On divisait autrefois la cabale en deux sections : la première est désignée sous le nom du berœssith, c'est la science proprement dite des vertus occultes renfermées dans le monde ; l'autre, appelée marcava, est la connaissance des choses surnaturelles.

Il y a une espèce de cabale d'un ordre infiniment moins élevé, qui consiste dans la combinaison de certains mots mystérieux que l'on porte sur soi, et qui ont, entre autres vertus, celle de chasser les démons ou de rendre invulnérable. C'est sans doute dans cette série qu'il faut ranger le fameux mot abracadabra. Parmi les formules cabalistiques de ce genre, on révère surtout le mot agla. Ce mot puissant, prononcé en se tournant vers l'orient, fait retrouver les choses perdues, découvre ce qui se passe, aux pays lointains, et opère encore mille autres merveilles, de même que le mot bedouh ; mais les savants qui ont sondé toutes les profondeurs de la cabale, n'ajoutent point foi à ces espèces de formules talismaniques, qui nous sont peut-être parvenues sous une forme altérée, et dont l'origine religieuse est entourée de mystères.

De même que la cabale a trouvé une vertu secrète dans l'arrangement de certains mots ou de certaines lettres, de même elle a considéré la disposition de certains nombres comme le principe des connaissances les plus merveilleuses. Les cabalistes, après les pythagoriciens, prétendirent trouver la révélation de l'avenir dans les nombres; le XVIIe siècle appliqua cette belle découverte aux noms propres, et il en résulta d'étranges extravagances qui eurent, comme on le sait, une influence politique bien extraordinaire. C'est ainsi que le nombre 666, qui est celui de la bête de l'Apocalypse, s'étant trouvé dans le nom du pape Paul V, les réformés en tirèrent les inductions les plus favorables à leur cause. Nous n'avons pas classé l'onomancie parmi les diverses formules de l'art divinatoire, parce qu'elle se lie essentiellement à la cabale.

■ ■ ■ ■

§ **Consigne de l'exercice**: D'après le texte sur la cabale, quel nom portait la section consacrée à la connaissance des choses surnaturelles ? Ces enregistrements n'ont aucun lien avec le texte.

Enregistrements tirés d'une collection
■ ■ ■ ■

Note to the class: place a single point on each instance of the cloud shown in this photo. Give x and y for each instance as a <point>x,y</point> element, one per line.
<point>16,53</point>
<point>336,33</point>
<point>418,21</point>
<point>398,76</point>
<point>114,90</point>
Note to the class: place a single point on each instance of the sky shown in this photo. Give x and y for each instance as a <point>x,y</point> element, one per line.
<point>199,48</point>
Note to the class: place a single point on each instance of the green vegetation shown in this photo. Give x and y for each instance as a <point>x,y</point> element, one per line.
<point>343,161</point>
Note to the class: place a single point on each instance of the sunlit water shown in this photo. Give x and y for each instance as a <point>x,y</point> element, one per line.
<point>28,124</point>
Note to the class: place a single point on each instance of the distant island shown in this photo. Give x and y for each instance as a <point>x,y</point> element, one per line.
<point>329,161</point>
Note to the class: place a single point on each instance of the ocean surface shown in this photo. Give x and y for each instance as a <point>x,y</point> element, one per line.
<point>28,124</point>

■ ■ ■ ■

§ **Réponse finale**: Elle s'appelait marcava.